### Work instructions
Reproduce the opinion piece word for word from "OK, you can" to "a regular columnist.".

Let me explain…In my neighbourhood we all have pets, and can often be seen of a night, walking with the dog. It occurred to me that, while we were out like this, in our leisure time more or less, if we saw anyone creating trouble, or littering, or picking his nose, or sizing up joints for a little burglary… well we could all jump him, and in next to no time, our streets would be safe again.

OK, you can switch off the irony detector now. Sounds ridiculous? Dangerous, even? But that is basically what this article in the Guardian is proposing…

Let’s investigate…

First a short introduction and preliminary points. Those who know me in real life, know that I am a father of three [all girls] and my first reaction—probably not the wisest one, I’ll admit—were anyone to get nasty on one of my girls would involve extremely violent thoughts. The same applies if someone get fresh with other kids that I know. I’m a big softy like that.

The article in the Guardian is written by one Dave Birch, with a Guardian by-line. It is not a letters’ page, it is not a feedback page. It appears to be Guardian-sanctioned content by a regular columnist.

But not only what this guy is proposing unethical—as my intro seeks to point out, it is dangerous in implying that bad and simplistic propositions could provide help to a serious problem.

This isn’t helped by that fact that Child Porn is also a very red-rag-to-a-bull subject. So let’s start by exploring the edges…

Porn is legal in most Western countries. Porn, that is, images [film, text, etc.] portraying consenting adults engaged in acts of a sexual nature. You can call this porn, or erotica, or filth; it all depends on your beliefs. That doesn’t change the fact that the creation and possession of such material is generally either tolerated, or legal, depending on the country where you live.

By definition, Child Porn cannot be legal, as, by its nature, it does not involve consenting adults. Nor should anything be tolerated that encourages or supports child abuse.

Fierce words.

The age of sexual consent varies widely, from about 14 to 18, depending on the country. Some countries— like France for example, where I live—accept that a minor may have sexual realtionships, but try to avoid minor/adult relations through specific legislation. This can lead to problems when a 17 year old is dating an 18 year old, and the younger one’s parents object. Technically, if they do have sexual relations, this is an offence and the police can [and do] become involved. But two 16 years olds, for example, will be left alone. At least by the law.

Please note, I don’t give a fig about the gender of the people in these examples, that is a private matter for the people involved, and irrelevant for the arguments. But it does make for heavy-handed phrases.

Point one: if a sixteen year old takes a lewd photograph of a similarly-aged sexual partner and leaves that picture, with the other person’s consent, on a computer or website, is that trading in child porn? In the States, probably, as the age of sexual consent is generally 18. In France, probably not. I’d agree that it is probably not a wise thing to do, but at 16 people do do dumb things. And that’s not the question. Is age the only concern? In that case, my parents have plenty of photos of me, pre-adolescent and nude. Lots of family albums do. Yet, because of the red-rag effect, communities now often protest and soemtimes block exhibitions and shows that might portray naked children. In most cases, this is ridiculous hysteria.

### Source data

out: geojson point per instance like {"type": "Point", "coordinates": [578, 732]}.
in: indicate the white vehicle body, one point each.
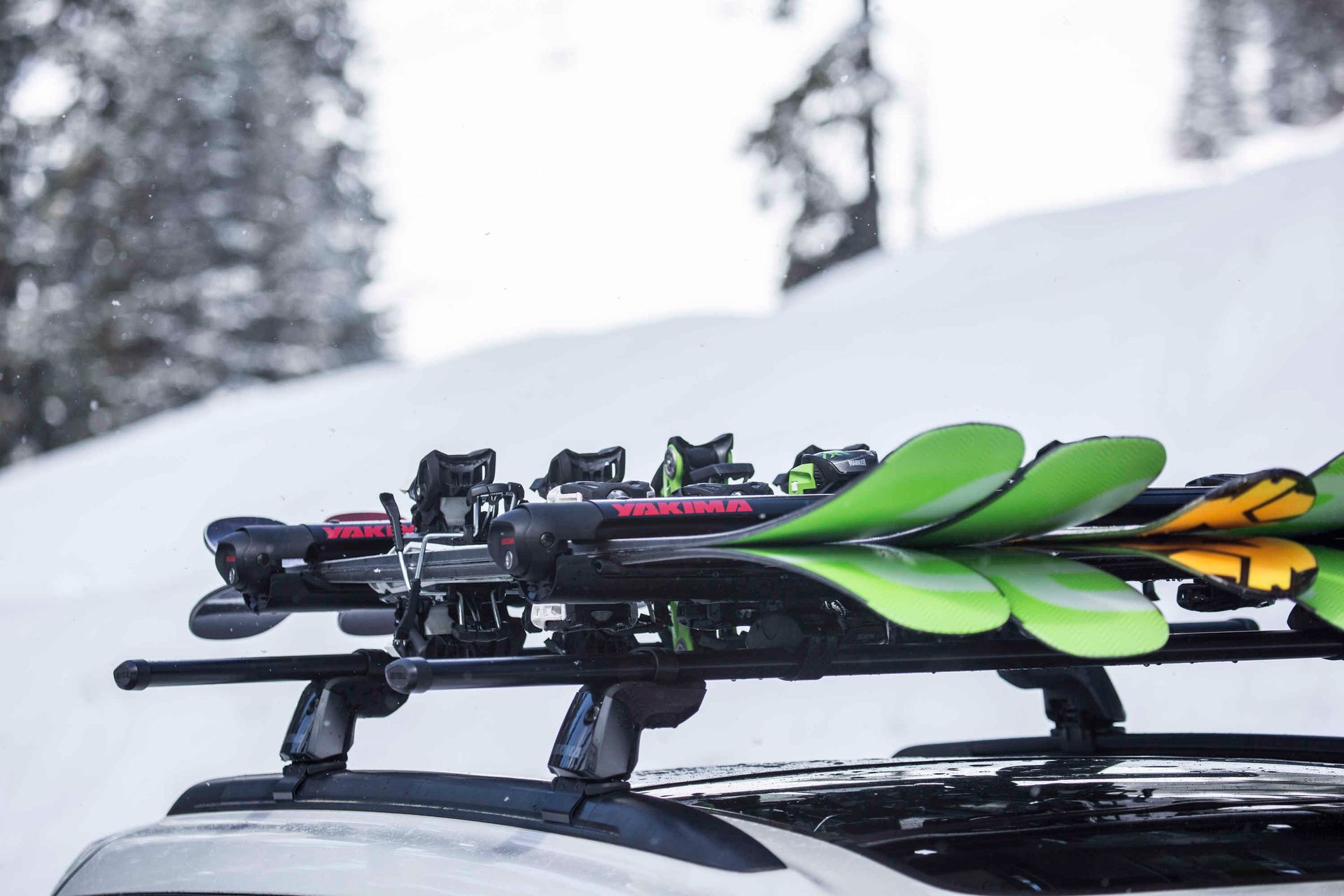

### Solved problem
OK, you can switch off the irony detector now. Sounds ridiculous? Dangerous, even? But that is basically what this article in the Guardian is proposing…

Let’s investigate…

First a short introduction and preliminary points. Those who know me in real life, know that I am a father of three [all girls] and my first reaction—probably not the wisest one, I’ll admit—were anyone to get nasty on one of my girls would involve extremely violent thoughts. The same applies if someone get fresh with other kids that I know. I’m a big softy like that.

The article in the Guardian is written by one Dave Birch, with a Guardian by-line. It is not a letters’ page, it is not a feedback page. It appears to be Guardian-sanctioned content by a regular columnist.